LO QUE SE PIDE
Calcula cuántas líneas de las entradas contienen la palabra "cloud", teniendo en cuenta mayúsculas y minúsculas. Responde solo con el número.

FILAS DE DATOS
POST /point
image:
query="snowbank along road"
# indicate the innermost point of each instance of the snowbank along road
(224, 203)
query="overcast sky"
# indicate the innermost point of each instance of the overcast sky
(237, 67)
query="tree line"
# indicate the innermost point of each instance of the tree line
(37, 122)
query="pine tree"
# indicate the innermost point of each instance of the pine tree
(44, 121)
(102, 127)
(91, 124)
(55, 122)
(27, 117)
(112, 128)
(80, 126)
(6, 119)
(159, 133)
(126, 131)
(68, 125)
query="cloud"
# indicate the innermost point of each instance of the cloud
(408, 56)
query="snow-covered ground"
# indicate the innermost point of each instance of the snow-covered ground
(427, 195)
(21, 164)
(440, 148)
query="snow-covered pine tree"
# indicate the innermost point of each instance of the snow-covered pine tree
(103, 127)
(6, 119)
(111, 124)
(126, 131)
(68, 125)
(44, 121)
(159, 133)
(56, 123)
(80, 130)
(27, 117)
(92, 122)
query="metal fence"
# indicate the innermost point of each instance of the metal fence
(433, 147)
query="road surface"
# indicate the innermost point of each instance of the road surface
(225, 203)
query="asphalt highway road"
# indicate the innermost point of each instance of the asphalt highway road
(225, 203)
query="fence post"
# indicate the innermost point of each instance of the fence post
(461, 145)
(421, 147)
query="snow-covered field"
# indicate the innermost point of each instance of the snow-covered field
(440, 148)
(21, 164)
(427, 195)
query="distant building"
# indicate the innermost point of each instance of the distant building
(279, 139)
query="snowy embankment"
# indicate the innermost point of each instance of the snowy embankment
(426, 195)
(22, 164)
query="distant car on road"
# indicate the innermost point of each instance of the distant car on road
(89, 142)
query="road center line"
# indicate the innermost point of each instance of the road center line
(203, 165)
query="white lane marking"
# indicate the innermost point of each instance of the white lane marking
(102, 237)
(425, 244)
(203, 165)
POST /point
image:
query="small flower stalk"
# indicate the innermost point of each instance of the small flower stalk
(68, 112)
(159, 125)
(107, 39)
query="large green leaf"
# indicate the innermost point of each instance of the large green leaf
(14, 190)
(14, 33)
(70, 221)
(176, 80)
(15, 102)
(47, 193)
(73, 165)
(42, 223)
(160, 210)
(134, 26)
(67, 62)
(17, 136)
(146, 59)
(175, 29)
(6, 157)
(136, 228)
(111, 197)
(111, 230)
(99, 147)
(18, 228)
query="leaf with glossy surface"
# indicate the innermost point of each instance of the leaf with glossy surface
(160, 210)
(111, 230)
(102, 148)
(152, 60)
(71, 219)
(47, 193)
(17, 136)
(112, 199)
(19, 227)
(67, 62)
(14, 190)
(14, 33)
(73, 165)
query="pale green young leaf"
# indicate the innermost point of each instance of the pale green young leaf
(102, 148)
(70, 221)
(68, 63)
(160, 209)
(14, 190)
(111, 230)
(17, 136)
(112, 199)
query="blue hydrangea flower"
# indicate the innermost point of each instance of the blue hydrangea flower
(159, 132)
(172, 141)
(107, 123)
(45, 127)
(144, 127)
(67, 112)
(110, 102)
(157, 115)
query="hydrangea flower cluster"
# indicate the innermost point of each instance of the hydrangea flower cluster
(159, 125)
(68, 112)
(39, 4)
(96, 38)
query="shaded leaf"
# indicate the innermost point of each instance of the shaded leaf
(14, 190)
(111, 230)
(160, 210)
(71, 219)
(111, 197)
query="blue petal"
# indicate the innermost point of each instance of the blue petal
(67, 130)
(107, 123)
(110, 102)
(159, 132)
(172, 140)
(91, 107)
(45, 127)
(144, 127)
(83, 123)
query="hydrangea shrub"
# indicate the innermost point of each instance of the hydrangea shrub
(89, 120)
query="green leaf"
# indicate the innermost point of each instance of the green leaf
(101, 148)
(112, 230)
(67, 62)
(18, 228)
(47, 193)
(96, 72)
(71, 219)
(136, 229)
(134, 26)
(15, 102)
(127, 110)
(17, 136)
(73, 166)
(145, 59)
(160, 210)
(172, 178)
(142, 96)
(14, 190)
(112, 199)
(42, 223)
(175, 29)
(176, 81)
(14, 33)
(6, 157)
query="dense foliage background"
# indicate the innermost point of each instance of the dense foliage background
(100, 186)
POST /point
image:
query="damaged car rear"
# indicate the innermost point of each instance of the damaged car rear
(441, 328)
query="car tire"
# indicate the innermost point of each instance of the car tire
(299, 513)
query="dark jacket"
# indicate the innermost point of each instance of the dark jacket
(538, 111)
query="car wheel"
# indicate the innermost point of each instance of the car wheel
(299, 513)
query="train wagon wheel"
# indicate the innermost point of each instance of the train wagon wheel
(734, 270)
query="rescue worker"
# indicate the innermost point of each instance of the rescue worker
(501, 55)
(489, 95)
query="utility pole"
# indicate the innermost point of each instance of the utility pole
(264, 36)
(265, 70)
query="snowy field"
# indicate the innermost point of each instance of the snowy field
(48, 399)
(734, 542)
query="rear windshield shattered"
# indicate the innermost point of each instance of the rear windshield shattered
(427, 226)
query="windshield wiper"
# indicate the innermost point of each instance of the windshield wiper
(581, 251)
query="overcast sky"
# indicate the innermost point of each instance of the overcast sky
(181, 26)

RESULTADO
2